<<<<
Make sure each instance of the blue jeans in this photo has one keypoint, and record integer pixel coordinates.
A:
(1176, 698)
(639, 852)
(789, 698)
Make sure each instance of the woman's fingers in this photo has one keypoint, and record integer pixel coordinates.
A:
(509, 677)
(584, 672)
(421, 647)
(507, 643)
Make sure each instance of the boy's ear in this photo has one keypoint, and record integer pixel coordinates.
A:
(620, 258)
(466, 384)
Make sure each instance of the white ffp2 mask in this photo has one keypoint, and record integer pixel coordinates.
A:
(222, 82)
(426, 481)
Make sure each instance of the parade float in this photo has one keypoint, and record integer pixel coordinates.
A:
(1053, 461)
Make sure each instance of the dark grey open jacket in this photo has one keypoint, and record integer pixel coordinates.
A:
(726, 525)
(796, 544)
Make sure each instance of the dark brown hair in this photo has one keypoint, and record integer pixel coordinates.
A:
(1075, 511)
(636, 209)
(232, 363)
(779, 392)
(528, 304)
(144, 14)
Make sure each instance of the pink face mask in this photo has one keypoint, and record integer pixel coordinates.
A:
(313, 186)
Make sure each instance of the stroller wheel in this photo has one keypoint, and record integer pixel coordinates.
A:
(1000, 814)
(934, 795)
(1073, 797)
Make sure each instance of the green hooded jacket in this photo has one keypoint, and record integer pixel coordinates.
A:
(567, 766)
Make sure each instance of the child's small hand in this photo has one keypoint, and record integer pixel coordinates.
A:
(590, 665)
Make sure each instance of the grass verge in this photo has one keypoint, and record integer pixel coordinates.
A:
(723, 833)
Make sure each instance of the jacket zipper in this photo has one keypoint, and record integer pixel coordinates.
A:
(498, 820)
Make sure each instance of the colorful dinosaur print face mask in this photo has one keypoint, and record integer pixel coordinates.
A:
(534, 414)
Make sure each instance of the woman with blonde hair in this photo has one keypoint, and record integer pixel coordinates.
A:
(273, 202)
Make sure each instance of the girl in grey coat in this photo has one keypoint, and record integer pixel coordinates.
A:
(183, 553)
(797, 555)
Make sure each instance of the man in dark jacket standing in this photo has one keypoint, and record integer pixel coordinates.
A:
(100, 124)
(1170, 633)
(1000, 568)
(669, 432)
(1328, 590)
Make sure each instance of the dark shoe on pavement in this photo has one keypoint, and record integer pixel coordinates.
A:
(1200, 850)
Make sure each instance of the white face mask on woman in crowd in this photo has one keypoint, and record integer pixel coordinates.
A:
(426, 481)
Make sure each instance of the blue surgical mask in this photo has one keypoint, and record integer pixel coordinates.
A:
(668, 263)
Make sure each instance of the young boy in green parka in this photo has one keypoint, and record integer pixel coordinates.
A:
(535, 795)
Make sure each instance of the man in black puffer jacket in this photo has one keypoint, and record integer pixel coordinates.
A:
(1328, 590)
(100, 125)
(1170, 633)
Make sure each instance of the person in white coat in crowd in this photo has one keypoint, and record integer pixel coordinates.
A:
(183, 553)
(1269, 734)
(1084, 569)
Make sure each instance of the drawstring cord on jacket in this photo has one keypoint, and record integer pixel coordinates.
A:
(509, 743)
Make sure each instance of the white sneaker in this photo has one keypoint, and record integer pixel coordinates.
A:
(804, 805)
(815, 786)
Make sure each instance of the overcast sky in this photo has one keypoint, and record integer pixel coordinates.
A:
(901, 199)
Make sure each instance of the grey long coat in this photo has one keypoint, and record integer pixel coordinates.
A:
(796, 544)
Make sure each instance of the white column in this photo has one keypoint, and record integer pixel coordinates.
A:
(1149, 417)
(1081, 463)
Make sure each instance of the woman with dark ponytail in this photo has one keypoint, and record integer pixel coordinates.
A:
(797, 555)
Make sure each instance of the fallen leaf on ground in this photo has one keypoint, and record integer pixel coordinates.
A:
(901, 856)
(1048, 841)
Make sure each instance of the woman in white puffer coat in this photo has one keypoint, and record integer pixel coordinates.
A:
>>>>
Your goal
Please list every line of the records that contains "puffer".

Solution below
Make sure each instance of the man in black puffer jacket in this photo has one keypoint, and record integer pixel coordinates.
Make sure each instance of the woman in white puffer coat in this photo has one keypoint, and record integer pixel coordinates.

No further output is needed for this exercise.